▶ [Task list]
[1] Output the passage on India's industrial R&D word for word, everything from "By contrast, Indian" down to "their international peers.".
[2] Summarize the passage on India's industrial R&D in two sentences.
[3] Pick up the passage on India's industrial R&D after its final sentence and keep writing it.

▶ [Given passage]
Thus, at a time when corporate-driven R&D is driving frontier innovation globally, India’s weakening industrial research effort signals a growing risk to long-term competitiveness.

The pattern of industrial R&D spending in India points to a strong concentration rather than broad-based technological diversification. Corporate research investment is largely confined to a limited set of sectors such as pharmaceuticals, automobiles, oil and gas, and software services.

The first two of those together account for more than half our total industrial R&D expenditure, reflecting areas where firms benefit from established production strengths, regulatory familiarity and incremental innovation.

By contrast, Indian industry invests relatively little in sectors that anchor global R&D activity, including electronic and electrical equipment, healthcare technologies, advanced manufacturing and industrial engineering.

This narrow focus has consequences. In 2023, as the handbook reports, 827 US and 679 Chinese corporates featured among the world’s top 2,500 R&D spenders. India had just 22 corporates in that list. More telling is the sectoral absence.

Strikingly, Indian corporates are missing from six of the ten most R&D-intensive global sectors, including electronic equipment and healthcare technology. Even where Indian corporates are present globally, such as in pharma, their R&D intensity remains below that of their international peers.

The behaviour of large Indian corporates further underscores this pattern. The top 100 R&D spenders account for nearly 78% of all industrial R&D in India, indicating a highly concentrated research landscape.

Beyond a small group of conglomerates and established manufacturers, R&D spending drops off sharply. Many profitable Indian corporates with global revenues invest little in in-house research, relying instead on imported technology, licensing or incremental process improvements.

The handbook also highlights that India’s innovation constraints are evident across the talent, research and intellectual property pipeline. In 2022, India had just 260 full-time researchers per million people, far below China’s 1,849 and the US’s 4,825, and trailing all comparable economies, with South Korea (9,435) and Taiwan (9,200) at the global frontier.

While India performs better in doctoral output, producing 21,232 science and engineering PhDs in 2023, the third highest globally, this scale has not translated into high-impact research. India ranked fifth globally in publications, contributing 714,016 papers (5% of global output) during 2019–23, yet records among the lowest citation impact scores across peers.

▶ [Given records]
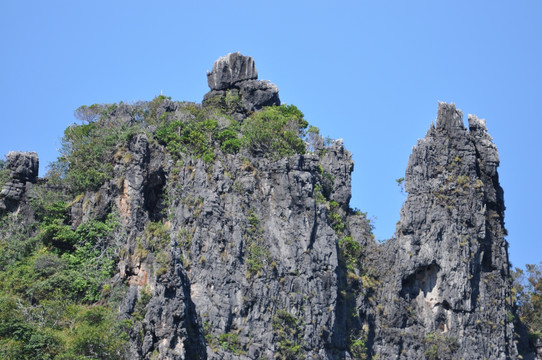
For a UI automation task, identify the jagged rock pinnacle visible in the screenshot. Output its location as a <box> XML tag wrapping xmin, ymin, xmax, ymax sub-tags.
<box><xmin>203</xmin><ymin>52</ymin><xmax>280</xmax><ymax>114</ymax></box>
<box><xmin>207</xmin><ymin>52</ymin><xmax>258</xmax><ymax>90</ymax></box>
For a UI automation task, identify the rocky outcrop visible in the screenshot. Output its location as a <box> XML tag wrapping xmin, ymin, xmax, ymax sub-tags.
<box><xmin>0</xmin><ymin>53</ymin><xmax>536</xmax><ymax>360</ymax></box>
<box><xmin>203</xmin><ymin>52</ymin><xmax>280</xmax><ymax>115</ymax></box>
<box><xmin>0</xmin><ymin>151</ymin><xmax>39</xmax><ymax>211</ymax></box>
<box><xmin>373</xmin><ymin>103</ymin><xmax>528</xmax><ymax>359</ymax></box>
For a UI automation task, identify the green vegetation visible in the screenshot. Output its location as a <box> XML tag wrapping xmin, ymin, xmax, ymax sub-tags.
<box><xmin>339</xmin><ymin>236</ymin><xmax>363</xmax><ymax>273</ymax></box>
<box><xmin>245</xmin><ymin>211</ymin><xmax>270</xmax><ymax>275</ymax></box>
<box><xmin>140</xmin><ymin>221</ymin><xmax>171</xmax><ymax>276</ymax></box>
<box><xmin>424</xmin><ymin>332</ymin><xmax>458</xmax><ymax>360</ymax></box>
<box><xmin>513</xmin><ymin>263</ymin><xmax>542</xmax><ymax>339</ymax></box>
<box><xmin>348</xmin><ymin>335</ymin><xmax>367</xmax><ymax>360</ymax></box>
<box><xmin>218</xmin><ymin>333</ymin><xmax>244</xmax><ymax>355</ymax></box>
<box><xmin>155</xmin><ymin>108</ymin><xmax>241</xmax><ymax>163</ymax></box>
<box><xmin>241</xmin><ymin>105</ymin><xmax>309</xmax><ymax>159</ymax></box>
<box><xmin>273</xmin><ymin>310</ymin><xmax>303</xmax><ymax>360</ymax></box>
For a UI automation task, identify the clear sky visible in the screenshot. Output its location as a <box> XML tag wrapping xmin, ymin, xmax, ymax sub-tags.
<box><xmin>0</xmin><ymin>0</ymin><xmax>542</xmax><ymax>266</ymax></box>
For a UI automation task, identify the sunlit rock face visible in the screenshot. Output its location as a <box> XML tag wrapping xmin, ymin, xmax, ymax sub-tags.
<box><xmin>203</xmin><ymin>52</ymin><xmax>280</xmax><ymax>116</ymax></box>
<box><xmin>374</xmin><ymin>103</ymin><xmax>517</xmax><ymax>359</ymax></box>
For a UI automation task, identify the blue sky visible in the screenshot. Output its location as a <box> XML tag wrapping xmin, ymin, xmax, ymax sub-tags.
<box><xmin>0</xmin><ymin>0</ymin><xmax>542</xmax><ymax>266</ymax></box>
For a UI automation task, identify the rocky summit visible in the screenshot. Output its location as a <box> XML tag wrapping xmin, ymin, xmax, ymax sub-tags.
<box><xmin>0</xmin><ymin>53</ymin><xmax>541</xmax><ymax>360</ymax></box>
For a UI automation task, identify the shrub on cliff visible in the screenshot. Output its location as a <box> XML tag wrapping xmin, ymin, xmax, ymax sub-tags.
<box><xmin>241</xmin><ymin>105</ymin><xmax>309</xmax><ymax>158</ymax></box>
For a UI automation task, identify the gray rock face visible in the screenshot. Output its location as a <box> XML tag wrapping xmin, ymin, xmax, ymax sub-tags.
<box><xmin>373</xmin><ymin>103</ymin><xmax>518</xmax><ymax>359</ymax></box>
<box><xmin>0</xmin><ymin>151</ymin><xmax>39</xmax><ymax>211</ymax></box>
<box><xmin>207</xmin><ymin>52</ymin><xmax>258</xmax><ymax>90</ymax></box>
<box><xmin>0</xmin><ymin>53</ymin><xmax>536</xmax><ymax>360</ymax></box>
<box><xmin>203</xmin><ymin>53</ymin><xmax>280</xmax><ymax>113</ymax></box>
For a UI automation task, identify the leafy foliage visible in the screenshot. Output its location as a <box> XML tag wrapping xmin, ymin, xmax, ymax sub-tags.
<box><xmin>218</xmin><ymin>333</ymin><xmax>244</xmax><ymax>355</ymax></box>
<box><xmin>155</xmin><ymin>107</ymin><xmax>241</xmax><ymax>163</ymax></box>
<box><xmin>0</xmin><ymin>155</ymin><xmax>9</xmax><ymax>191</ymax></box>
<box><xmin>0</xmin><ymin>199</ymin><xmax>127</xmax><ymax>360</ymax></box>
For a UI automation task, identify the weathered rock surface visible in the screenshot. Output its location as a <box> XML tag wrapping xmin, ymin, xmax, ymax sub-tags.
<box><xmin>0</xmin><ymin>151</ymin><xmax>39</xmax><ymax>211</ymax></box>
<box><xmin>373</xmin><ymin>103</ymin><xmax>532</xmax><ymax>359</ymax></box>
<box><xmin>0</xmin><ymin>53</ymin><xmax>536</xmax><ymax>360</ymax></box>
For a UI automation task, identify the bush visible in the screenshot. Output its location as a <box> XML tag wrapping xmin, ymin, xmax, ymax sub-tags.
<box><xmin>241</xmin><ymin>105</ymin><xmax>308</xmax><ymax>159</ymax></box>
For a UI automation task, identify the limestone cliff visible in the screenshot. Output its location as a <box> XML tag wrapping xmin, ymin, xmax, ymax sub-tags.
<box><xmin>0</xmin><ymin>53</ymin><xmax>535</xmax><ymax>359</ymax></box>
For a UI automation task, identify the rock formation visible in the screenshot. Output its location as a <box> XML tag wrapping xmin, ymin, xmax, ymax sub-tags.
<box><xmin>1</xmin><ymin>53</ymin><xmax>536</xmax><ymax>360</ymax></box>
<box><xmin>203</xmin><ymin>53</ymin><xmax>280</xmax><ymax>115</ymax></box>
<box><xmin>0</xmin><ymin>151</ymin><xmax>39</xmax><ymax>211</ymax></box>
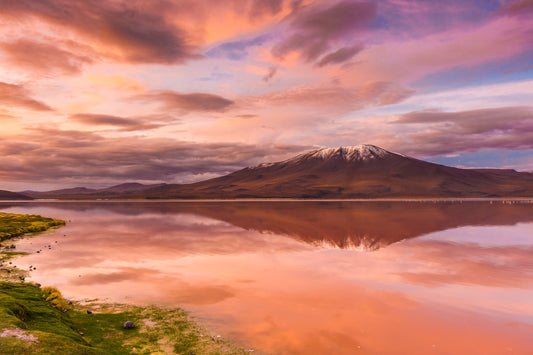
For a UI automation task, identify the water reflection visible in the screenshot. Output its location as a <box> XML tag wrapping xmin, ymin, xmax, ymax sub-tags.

▶ [Answers in order]
[1]
By contrast, Indian industry invests relatively little in sectors that anchor global R&D activity, including electronic and electrical equipment, healthcare technologies, advanced manufacturing and industrial engineering.

This narrow focus has consequences. In 2023, as the handbook reports, 827 US and 679 Chinese corporates featured among the world’s top 2,500 R&D spenders. India had just 22 corporates in that list. More telling is the sectoral absence.

Strikingly, Indian corporates are missing from six of the ten most R&D-intensive global sectors, including electronic equipment and healthcare technology. Even where Indian corporates are present globally, such as in pharma, their R&D intensity remains below that of their international peers.

[2] India's industrial R&D is concentrated in a few sectors, chiefly pharmaceuticals and automobiles, and among its top 100 spenders, while Indian industry invests relatively little in sectors that anchor global R&D, such as electronic equipment and healthcare technologies. India also has few full-time researchers per million people, and despite large PhD and publication output, it records among the lowest citation impact scores across peers.

[3]
Weak industry linkages compound this gap as only 1% of publications involve industry collaboration, compared with over 6% in Japan and Germany, while international collaboration remains modest at around 30%. Patent data shows some progress.

Resident filings exceeded non-resident applications at the Indian Patent Office in 2023, reversing earlier trends, but the scale remains well below China’s local innovation system.

India’s innovation gap is visible in corporate balance sheets, sectoral choices, the global absence of our firms from frontier technologies and quality research. India generates a large number of start-ups, but relatively few are built on proprietary hardware, advanced materials or complex engineering capabilities.

Recent initiatives such as the Anusandhan National Research Foundation, India AI Mission, and the $12 billion Research, Development and Innovation fund reflect a recognition of this imbalance. Their success, however, will depend on whether they can reshape corporate behaviour rather than merely add incremental funding.

India’s binding constraint is not capital availability, but risk appetite. Closing this R&D gap will require a decisive change in how Indian industry approaches research. Until R&D is recognized as the foundation of long-term competitiveness, this equilibrium is unlikely to shift. That, in turn, requires far deeper and more systematic collaboration between industry and academia to generate commercially relevant, patentable innovations.

Unless R&D is internalized as the bedrock of long-term competitiveness rather than an optional adjunct to growth, this deficit will persist.

The author is professor, Madras School of Economics.